### [THE EXERCISE]
Arrange the records as a Markdown table with the columns "Row" and "Line", starting at the line that contains "Would you point at the washing" and continuing through the end of the records. Number each line in Row and leave out blank lines.

──────── DATA SHOWN

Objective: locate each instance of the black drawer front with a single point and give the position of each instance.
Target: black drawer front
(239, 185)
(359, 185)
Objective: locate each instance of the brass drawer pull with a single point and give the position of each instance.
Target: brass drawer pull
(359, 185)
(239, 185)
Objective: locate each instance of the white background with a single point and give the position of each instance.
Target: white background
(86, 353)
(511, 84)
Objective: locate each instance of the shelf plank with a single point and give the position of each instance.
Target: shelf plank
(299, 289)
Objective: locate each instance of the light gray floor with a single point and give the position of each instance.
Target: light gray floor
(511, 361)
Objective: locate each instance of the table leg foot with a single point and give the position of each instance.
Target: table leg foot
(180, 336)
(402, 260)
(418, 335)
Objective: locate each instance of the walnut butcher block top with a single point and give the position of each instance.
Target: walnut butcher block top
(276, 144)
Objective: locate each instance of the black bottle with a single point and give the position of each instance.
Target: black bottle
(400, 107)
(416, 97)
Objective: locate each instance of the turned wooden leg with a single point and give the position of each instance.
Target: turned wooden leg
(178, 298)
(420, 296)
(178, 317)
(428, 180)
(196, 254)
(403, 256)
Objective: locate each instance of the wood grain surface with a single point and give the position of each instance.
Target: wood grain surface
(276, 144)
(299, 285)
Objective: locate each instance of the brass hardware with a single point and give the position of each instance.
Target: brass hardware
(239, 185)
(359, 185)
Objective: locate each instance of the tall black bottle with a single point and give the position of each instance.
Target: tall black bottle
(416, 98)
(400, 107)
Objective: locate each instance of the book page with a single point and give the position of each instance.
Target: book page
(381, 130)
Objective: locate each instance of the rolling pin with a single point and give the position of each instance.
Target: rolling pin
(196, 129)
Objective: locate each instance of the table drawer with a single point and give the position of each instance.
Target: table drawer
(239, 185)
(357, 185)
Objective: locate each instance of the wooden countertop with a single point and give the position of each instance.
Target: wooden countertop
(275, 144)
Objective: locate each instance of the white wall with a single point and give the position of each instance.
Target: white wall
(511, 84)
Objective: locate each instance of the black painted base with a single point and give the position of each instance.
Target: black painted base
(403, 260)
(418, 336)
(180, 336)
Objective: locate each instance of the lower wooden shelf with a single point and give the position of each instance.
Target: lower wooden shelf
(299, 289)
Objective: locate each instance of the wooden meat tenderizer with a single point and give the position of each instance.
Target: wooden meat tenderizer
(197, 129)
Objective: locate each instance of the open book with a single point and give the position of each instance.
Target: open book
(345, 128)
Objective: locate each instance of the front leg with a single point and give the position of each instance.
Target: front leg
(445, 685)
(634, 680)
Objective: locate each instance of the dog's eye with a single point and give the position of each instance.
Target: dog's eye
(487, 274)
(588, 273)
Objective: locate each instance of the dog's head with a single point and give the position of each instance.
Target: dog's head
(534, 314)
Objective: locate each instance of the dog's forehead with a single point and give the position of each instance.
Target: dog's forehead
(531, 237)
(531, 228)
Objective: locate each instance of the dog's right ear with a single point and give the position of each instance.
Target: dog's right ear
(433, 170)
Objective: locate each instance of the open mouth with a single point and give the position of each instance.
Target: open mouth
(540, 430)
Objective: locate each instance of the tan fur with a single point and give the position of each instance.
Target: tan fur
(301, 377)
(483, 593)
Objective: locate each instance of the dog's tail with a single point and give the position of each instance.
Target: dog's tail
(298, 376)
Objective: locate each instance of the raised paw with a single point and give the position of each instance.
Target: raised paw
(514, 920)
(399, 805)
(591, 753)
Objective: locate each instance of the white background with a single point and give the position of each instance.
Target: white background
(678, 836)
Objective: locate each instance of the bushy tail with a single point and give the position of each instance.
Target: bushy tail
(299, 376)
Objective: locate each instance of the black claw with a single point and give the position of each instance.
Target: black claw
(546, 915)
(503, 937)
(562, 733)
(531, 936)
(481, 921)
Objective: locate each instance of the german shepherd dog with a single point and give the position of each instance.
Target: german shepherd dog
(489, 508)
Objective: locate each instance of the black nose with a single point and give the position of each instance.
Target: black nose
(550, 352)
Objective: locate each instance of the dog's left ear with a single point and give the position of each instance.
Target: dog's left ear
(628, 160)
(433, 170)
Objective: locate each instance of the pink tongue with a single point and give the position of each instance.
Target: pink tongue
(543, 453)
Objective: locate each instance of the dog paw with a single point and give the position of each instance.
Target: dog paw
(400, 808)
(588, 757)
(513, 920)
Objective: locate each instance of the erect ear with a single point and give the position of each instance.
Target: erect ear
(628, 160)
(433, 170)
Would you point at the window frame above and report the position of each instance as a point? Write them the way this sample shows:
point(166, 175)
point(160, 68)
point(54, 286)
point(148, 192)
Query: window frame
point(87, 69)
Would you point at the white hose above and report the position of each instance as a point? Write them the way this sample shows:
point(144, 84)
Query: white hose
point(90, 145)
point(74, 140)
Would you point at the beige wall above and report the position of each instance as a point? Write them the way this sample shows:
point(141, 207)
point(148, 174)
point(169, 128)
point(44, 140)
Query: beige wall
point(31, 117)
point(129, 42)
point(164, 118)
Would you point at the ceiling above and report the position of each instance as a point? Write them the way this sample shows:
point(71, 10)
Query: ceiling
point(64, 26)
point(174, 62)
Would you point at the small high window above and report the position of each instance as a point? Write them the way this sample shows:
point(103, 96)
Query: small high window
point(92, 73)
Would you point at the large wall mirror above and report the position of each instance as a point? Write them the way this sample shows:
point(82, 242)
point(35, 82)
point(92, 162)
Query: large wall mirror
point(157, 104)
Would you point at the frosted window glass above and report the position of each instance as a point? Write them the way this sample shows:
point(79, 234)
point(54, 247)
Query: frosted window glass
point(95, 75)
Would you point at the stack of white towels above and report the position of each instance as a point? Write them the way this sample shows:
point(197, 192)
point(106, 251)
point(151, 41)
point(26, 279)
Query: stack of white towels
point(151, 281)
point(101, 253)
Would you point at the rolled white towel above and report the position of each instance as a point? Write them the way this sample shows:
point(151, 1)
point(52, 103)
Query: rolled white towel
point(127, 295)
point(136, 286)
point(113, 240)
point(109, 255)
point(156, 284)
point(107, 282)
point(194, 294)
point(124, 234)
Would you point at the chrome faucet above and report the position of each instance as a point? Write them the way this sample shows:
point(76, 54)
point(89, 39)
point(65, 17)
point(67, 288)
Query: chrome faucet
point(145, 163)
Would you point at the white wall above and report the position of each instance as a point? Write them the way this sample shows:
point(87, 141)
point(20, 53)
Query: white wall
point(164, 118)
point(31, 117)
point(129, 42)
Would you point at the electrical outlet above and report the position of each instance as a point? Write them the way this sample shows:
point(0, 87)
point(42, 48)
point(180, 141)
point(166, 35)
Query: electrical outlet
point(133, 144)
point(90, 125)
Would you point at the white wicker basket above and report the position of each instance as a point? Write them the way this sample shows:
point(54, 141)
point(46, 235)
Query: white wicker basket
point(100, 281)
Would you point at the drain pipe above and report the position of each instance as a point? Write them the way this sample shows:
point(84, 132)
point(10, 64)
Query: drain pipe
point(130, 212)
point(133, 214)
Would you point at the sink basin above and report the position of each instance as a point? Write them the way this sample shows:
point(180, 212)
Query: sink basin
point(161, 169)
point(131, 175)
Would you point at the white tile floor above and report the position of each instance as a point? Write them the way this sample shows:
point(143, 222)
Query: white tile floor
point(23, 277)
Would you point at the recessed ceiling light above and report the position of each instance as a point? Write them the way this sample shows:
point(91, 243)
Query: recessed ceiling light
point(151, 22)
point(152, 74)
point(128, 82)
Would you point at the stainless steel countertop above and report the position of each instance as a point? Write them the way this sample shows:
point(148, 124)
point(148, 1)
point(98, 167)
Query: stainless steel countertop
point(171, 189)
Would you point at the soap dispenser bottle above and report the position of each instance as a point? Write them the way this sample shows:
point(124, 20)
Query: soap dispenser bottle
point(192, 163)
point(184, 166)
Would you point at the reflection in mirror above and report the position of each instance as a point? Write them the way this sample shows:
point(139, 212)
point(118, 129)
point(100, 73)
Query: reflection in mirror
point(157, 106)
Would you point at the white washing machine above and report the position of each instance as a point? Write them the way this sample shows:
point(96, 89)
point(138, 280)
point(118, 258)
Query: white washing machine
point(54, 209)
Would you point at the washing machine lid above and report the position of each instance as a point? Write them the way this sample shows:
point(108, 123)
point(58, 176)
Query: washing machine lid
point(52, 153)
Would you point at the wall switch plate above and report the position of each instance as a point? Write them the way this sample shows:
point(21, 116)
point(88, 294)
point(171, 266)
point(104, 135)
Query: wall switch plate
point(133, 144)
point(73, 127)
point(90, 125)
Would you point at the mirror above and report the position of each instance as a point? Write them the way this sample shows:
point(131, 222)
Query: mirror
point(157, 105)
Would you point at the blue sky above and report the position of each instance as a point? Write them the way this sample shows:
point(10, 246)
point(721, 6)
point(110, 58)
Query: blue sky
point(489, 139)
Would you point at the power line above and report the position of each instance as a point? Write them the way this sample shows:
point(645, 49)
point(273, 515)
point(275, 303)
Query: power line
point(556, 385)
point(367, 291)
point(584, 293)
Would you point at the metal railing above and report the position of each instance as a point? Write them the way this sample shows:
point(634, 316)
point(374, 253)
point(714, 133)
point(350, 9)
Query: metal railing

────────────────

### [EXERCISE OUTPUT]
| Row | Line |
|---|---|
| 1 | Would you point at the washing machine lid above and report the position of each instance as a point? Write them the way this sample shows: |
| 2 | point(108, 123) |
| 3 | point(58, 176) |
| 4 | Query: washing machine lid |
| 5 | point(52, 153) |
| 6 | Would you point at the wall switch plate above and report the position of each instance as a point? Write them the way this sample shows: |
| 7 | point(21, 116) |
| 8 | point(88, 294) |
| 9 | point(171, 266) |
| 10 | point(104, 135) |
| 11 | Query: wall switch plate |
| 12 | point(133, 144) |
| 13 | point(73, 127) |
| 14 | point(90, 125) |
| 15 | Would you point at the mirror above and report the position of each instance as a point? Write them the way this sample shows: |
| 16 | point(131, 222) |
| 17 | Query: mirror |
| 18 | point(157, 105) |
| 19 | Would you point at the blue sky above and report the position of each instance as a point? Write them the way this sample shows: |
| 20 | point(10, 246) |
| 21 | point(721, 6) |
| 22 | point(110, 58) |
| 23 | Query: blue sky |
| 24 | point(489, 139) |
| 25 | Would you point at the power line above and report the position of each instance as a point? Write them the way this sample shows: |
| 26 | point(645, 49) |
| 27 | point(273, 515) |
| 28 | point(275, 303) |
| 29 | Query: power line |
| 30 | point(556, 385) |
| 31 | point(367, 291) |
| 32 | point(584, 293) |
| 33 | Would you point at the metal railing above and report the position of each instance as a point? Write them the way this sample shows: |
| 34 | point(634, 316) |
| 35 | point(374, 253) |
| 36 | point(714, 133) |
| 37 | point(350, 9) |
| 38 | Query: metal railing |